Description of the task:
Search the records for the string "trend", and show each line where it appears.

Data listing:
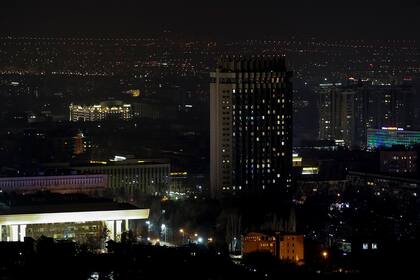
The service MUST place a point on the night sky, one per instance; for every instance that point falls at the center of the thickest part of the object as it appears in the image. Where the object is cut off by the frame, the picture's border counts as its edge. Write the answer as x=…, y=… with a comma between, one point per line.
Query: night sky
x=219, y=19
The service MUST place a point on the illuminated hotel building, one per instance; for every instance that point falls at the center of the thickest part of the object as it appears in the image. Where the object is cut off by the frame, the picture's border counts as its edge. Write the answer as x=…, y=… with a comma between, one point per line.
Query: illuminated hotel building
x=103, y=111
x=287, y=247
x=88, y=184
x=131, y=175
x=81, y=222
x=387, y=137
x=250, y=126
x=346, y=112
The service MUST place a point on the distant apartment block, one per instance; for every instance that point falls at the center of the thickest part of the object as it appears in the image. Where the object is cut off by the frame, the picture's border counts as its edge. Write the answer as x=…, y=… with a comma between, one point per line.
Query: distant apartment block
x=102, y=111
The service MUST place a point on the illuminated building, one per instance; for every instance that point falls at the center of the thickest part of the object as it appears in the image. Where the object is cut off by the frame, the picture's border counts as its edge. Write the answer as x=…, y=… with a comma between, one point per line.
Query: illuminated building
x=60, y=184
x=297, y=160
x=387, y=137
x=347, y=112
x=398, y=161
x=337, y=113
x=383, y=182
x=103, y=111
x=287, y=247
x=250, y=126
x=79, y=222
x=292, y=248
x=131, y=175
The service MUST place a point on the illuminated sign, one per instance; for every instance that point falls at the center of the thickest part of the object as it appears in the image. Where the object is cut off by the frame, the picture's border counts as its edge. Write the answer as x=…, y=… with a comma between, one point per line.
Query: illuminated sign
x=73, y=217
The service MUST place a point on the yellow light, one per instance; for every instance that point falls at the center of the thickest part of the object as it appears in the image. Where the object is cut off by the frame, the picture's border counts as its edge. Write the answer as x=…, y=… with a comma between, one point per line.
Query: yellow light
x=97, y=162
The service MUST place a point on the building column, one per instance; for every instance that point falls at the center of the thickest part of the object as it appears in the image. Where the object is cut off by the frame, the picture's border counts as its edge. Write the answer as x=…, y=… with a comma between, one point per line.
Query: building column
x=14, y=232
x=110, y=225
x=118, y=229
x=126, y=227
x=22, y=232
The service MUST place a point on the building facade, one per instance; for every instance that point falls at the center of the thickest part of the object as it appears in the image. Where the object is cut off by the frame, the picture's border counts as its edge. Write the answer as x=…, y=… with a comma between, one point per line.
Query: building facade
x=287, y=247
x=386, y=137
x=98, y=223
x=103, y=111
x=398, y=161
x=88, y=184
x=347, y=112
x=132, y=175
x=250, y=126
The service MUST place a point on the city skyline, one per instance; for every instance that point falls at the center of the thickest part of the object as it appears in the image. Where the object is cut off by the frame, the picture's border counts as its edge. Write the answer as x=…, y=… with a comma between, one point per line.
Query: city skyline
x=327, y=19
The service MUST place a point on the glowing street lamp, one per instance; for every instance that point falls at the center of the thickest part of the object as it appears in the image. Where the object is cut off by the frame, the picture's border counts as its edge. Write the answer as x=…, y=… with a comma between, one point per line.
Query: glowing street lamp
x=324, y=254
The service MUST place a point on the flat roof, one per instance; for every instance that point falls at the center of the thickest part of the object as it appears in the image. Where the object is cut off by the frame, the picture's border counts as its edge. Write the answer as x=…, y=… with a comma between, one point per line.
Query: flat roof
x=73, y=217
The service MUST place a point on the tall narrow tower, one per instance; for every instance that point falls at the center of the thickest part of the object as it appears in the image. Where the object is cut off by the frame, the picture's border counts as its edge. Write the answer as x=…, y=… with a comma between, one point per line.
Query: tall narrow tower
x=250, y=126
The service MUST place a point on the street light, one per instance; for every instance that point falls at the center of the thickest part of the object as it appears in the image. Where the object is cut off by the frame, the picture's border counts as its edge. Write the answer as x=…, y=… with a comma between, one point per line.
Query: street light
x=163, y=228
x=182, y=233
x=325, y=254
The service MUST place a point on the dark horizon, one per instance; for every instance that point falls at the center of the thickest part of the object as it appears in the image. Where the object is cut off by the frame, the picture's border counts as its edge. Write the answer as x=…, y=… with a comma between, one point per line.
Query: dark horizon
x=216, y=19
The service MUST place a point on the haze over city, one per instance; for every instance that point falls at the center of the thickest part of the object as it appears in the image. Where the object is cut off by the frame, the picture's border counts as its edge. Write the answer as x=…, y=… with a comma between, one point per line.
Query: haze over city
x=209, y=140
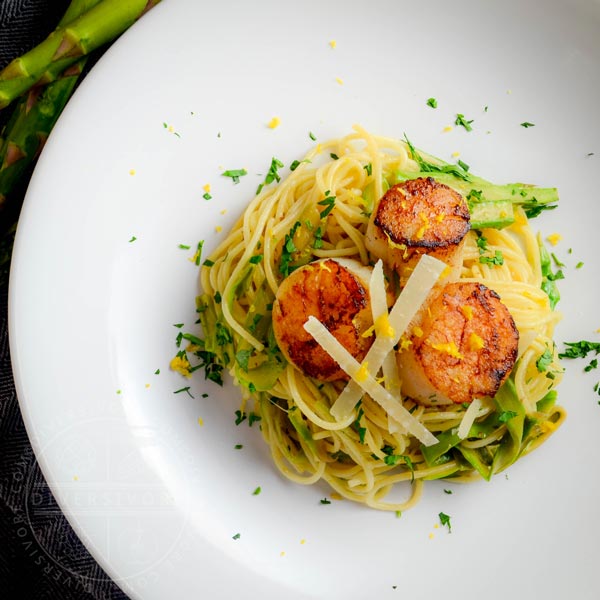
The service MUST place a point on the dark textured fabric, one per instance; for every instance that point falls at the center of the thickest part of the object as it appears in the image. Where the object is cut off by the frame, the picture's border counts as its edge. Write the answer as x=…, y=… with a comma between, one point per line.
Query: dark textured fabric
x=40, y=555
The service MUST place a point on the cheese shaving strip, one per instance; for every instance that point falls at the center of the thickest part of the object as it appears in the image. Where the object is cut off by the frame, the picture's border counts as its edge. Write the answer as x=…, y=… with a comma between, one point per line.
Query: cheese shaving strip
x=367, y=382
x=416, y=290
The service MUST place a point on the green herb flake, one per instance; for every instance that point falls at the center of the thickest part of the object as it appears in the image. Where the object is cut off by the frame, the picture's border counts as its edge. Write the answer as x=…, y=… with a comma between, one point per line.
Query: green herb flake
x=544, y=361
x=580, y=349
x=463, y=122
x=496, y=260
x=506, y=416
x=445, y=521
x=235, y=174
x=328, y=202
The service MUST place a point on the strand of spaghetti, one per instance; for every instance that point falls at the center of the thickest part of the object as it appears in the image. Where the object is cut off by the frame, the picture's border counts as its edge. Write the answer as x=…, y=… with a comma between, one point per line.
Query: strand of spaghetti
x=366, y=381
x=416, y=290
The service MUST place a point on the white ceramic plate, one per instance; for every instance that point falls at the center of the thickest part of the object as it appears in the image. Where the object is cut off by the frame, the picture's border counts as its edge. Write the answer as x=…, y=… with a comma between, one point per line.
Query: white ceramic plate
x=189, y=91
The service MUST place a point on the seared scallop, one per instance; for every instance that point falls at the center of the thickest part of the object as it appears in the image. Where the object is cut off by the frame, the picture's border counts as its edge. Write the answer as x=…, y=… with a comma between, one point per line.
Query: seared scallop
x=336, y=292
x=462, y=345
x=416, y=217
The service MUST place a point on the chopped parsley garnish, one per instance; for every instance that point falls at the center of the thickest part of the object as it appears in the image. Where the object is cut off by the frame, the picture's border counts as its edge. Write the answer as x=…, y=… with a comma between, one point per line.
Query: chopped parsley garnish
x=272, y=175
x=328, y=202
x=242, y=357
x=495, y=260
x=235, y=174
x=240, y=417
x=428, y=167
x=445, y=521
x=506, y=416
x=580, y=349
x=544, y=360
x=285, y=268
x=462, y=122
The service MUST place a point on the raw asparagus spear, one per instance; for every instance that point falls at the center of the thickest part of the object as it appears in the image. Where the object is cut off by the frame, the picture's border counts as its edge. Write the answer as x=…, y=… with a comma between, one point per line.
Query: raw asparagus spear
x=101, y=23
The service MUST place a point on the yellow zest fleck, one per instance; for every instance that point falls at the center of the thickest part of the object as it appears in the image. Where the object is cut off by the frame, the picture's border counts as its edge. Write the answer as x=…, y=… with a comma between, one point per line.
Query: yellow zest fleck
x=446, y=272
x=475, y=342
x=449, y=348
x=363, y=373
x=383, y=327
x=421, y=231
x=467, y=311
x=405, y=344
x=554, y=238
x=274, y=122
x=181, y=364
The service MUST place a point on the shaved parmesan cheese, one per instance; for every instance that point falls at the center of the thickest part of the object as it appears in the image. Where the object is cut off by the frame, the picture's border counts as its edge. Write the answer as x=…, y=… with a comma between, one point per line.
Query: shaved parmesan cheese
x=416, y=290
x=353, y=368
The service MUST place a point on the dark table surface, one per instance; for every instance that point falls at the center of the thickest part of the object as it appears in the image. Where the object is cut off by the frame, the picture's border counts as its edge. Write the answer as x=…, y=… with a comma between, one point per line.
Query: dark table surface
x=40, y=556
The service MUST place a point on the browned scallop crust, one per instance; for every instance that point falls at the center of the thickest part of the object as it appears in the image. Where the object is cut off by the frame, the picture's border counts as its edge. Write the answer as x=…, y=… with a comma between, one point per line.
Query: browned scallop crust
x=423, y=214
x=335, y=296
x=464, y=313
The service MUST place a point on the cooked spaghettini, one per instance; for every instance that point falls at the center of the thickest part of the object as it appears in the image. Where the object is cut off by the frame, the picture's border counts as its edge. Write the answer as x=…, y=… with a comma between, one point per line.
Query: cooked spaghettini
x=386, y=342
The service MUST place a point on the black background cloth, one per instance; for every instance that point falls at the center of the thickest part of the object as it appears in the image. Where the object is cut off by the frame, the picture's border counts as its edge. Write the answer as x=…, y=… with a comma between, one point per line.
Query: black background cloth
x=40, y=555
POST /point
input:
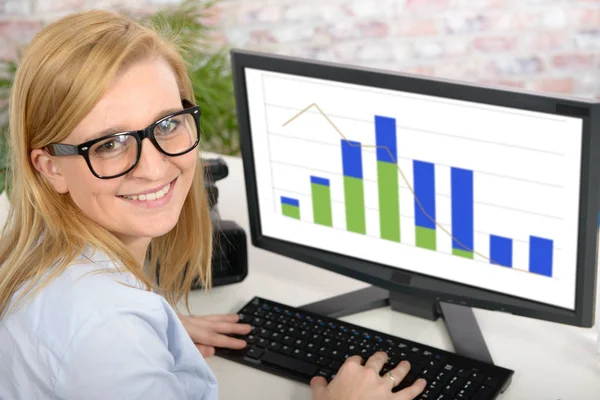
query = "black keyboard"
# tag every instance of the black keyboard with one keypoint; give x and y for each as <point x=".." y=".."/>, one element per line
<point x="298" y="345"/>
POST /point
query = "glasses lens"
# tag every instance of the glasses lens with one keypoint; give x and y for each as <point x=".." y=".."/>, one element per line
<point x="114" y="155"/>
<point x="177" y="134"/>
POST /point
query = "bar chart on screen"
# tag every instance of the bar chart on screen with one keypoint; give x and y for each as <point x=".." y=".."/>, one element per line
<point x="404" y="179"/>
<point x="422" y="195"/>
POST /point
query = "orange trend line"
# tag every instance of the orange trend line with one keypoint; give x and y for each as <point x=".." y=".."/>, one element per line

Reply:
query = "orange trend line"
# tag every instance of the orange trend line with one keypoint; give x and y for each as <point x=".." y=".."/>, one element per line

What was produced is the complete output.